» WHAT YOU NEED TO DO: Copy out all the items below, putting "as a point" in place of every "as a marker" and keeping everything else the same.

---*---

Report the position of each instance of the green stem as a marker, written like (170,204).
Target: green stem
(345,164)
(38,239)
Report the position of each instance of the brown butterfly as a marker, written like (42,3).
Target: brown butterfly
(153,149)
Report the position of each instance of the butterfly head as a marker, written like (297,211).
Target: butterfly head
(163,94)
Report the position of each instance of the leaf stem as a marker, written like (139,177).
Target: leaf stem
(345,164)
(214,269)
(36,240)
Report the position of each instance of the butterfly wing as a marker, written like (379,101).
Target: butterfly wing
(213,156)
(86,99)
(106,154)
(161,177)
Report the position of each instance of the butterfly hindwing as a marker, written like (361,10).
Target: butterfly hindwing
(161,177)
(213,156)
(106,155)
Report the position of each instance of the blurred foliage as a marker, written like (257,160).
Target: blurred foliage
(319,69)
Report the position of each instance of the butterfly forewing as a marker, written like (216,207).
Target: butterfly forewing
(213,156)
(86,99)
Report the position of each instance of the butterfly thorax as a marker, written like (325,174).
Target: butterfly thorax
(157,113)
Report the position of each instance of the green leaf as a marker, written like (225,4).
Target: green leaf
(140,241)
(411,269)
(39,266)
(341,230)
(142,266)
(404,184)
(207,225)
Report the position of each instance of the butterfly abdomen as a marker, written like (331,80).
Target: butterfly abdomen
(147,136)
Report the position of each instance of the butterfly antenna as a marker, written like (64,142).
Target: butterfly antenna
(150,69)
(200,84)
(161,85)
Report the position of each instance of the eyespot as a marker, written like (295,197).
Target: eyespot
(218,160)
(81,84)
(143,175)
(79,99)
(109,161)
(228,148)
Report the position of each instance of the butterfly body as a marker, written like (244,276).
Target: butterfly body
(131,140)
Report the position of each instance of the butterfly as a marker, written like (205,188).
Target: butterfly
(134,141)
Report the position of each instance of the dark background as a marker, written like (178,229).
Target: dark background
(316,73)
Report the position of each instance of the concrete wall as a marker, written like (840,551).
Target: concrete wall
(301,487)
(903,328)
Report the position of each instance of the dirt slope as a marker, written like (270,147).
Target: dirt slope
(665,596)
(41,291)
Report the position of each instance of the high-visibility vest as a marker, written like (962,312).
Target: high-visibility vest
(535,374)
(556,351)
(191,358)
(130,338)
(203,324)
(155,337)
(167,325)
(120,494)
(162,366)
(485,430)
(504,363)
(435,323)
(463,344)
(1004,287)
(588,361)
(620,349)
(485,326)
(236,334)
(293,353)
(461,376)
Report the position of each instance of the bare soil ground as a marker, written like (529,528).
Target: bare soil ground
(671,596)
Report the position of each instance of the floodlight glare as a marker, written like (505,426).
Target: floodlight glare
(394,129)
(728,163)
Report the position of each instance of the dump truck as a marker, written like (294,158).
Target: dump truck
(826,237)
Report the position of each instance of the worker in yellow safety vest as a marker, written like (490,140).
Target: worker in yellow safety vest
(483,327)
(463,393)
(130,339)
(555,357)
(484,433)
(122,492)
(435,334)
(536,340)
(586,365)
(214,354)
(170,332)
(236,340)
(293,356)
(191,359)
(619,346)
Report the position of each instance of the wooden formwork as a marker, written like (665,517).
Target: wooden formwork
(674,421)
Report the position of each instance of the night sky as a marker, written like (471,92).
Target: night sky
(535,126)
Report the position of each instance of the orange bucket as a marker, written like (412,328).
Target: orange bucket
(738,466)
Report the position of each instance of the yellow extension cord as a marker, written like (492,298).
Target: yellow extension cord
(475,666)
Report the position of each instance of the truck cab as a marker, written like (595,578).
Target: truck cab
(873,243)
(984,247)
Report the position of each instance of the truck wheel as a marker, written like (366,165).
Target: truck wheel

---*---

» SOLUTION FOR THIS EXERCISE:
Report the position of each instance of the green stem as a point, written like (170,204).
Target: green stem
(345,164)
(38,239)
Report the position of each instance of the brown butterfly as a point, written like (42,3).
Target: brown butterfly
(153,149)
Report the position of each instance of the butterfly head as a point, written like (297,211).
Target: butterfly head
(163,94)
Report the position of each instance of the leaf stem as a point, written like (139,177).
Target: leaf stem
(345,164)
(214,269)
(36,240)
Report the position of each instance of the butterfly wing as a point, written like (379,101).
Target: butterfly wing
(213,156)
(86,99)
(106,154)
(161,177)
Report the position of each instance of the butterfly hindwing as a point, written like (361,10).
Target: butterfly hindwing
(161,177)
(213,156)
(106,155)
Report the position of each instance of the blurred foliage as a point, written like (257,160).
Target: blurred foliage
(319,69)
Report the position of each instance of the butterfly forewing as a point, written like (216,207).
Target: butterfly forewing
(213,156)
(86,99)
Report the position of each instance of the butterfly thorax as a point, written like (325,174).
Target: butterfly thorax
(157,113)
Report the position of each instance of the green leaf as a point, written like (225,4).
Target: green leaf
(140,241)
(411,269)
(39,266)
(341,230)
(142,266)
(404,184)
(207,225)
Report the position of each instance of the butterfly abdomen as a point, written like (331,80).
Target: butterfly abdomen
(147,136)
Report the position of each instance of the butterfly antenna as a point, written like (64,142).
Target: butterfly antenna
(150,69)
(200,84)
(161,85)
Report the position of each instance of the eyespot as a point, written like (295,197).
Target: eyespot
(218,160)
(81,84)
(143,175)
(79,99)
(109,161)
(228,148)
Report the position of each instance of the butterfly body as a point, written like (244,276).
Target: butterfly body
(131,140)
Report the position of each instance of the butterfly as a point, written like (205,188).
Target: butterfly
(134,141)
Report the position of each instance of the dark background as a point, written like (178,229).
Target: dark background
(316,73)
Report the position of each instance of the concrete wall as a point, written like (840,551).
Target: concrete wall
(301,487)
(903,328)
Report the position of each instance of the dirt slope as a point, written like (270,147).
Target: dirt slope
(665,596)
(41,291)
Report the position of each instance of the high-visibility vest as a point, written like (962,312).
Target: high-visibility vest
(535,374)
(556,351)
(191,358)
(130,338)
(203,324)
(155,337)
(167,325)
(120,494)
(162,366)
(485,430)
(504,363)
(435,323)
(463,344)
(1004,287)
(588,361)
(620,349)
(485,326)
(236,334)
(293,353)
(461,376)
Report the position of each instance of the bare soil ground as a point, written like (529,528).
Target: bare soil ground
(671,596)
Report the position of each instance of the floodlight glare as a point, written like (505,426).
Target: floodlight glare
(394,129)
(728,163)
Report the position of each instance of the dump truck as a point, written like (294,158).
Target: dump truck
(826,237)
Report the position of each instance of the worker in yellow safety vest as a point, written like (490,140).
Target: worker in yellow safety vest
(483,327)
(463,393)
(130,339)
(555,357)
(484,433)
(122,492)
(435,334)
(536,340)
(586,365)
(214,354)
(170,332)
(236,340)
(293,356)
(191,359)
(619,346)
Report the position of each instance of the wooden formwork as a point, written like (665,517).
Target: wooden formwork
(674,421)
Report the position of each instance of the night sky as a point, written like (471,92).
Target: night sky
(535,126)
Report the position of each instance of the orange bucket as a point, written like (412,328).
Target: orange bucket
(738,466)
Report the position of each instance of the yellow extension cord as a point, written like (492,298).
Target: yellow extension cord
(475,666)
Report the position of each instance of the truck cab as a point, written like (595,578).
Target: truck cab
(873,243)
(984,247)
Report the position of each instance of the truck wheel as a point, written like (366,165).
Target: truck wheel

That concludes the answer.